*** RECORDS FOR THIS EXERCISE Section Begins ***

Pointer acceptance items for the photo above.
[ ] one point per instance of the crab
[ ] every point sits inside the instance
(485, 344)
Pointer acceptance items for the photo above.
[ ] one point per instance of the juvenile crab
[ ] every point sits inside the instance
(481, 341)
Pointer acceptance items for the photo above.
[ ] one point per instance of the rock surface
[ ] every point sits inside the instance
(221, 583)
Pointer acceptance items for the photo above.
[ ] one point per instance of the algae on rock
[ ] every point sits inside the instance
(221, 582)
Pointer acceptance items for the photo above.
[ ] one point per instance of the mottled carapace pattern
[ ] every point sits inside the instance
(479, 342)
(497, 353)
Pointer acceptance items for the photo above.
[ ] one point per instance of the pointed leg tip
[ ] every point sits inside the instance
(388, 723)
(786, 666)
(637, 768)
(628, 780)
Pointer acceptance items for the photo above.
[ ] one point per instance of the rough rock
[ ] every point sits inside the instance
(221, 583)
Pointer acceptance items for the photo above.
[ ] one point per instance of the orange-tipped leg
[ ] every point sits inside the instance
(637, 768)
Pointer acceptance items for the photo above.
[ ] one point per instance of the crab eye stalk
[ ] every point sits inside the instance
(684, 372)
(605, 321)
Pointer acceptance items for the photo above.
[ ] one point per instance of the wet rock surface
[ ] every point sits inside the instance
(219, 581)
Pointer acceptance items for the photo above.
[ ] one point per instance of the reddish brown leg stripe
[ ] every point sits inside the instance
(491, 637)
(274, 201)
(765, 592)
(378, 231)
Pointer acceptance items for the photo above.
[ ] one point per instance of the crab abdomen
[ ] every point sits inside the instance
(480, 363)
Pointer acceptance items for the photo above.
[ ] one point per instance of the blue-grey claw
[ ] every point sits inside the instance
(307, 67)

*** RECORDS FOR THIS EXERCISE Section Ends ***
*** RECORDS FOR THIS EXERCISE Section Begins ***

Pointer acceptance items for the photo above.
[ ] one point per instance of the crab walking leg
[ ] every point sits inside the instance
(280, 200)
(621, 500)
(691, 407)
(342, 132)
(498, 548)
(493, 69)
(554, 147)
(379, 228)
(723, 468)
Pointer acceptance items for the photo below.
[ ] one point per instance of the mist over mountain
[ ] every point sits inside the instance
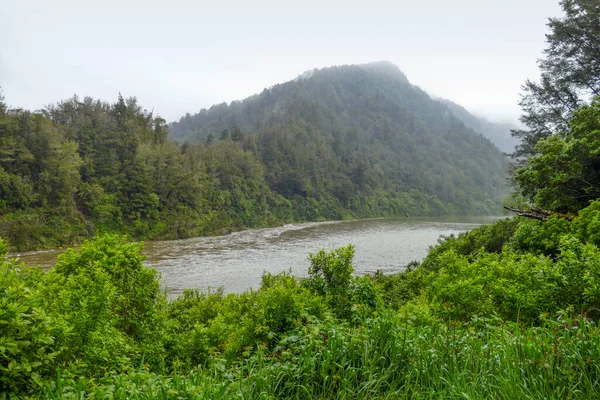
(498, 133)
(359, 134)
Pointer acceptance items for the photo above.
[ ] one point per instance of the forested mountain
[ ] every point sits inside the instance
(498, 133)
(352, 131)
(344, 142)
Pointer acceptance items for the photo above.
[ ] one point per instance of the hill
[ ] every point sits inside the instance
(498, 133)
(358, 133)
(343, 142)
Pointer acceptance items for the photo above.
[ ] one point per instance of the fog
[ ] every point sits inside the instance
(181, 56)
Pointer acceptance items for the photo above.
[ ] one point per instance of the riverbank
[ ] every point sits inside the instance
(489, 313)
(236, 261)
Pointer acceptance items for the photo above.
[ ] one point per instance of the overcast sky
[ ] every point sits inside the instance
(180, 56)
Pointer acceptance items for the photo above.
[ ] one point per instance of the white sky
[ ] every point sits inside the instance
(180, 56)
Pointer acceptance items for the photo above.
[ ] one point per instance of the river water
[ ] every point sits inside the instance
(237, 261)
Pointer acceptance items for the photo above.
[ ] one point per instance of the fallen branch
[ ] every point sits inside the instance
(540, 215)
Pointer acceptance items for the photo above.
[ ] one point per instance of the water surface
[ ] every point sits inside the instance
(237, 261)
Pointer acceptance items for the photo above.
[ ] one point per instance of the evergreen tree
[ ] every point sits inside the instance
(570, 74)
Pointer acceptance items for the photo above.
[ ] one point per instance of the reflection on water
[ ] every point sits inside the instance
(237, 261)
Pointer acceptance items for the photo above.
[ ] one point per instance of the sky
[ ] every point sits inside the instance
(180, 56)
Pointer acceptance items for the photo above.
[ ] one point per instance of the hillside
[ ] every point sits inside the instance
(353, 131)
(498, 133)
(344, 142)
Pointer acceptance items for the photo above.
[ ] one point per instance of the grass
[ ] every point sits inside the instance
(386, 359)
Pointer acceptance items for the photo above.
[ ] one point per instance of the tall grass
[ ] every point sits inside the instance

*** RECORDS FOR THIS EXERCISE Section Ends ***

* **EXERCISE**
Which lines hold the string "rock"? Copy all of them from the data above.

* **EXERCISE OUTPUT**
[ ] one point per instance of the rock surface
[ ] one point per instance of the algae on rock
[ ] one point per instance of the rough rock
[ ] one point per instance of the wet rock surface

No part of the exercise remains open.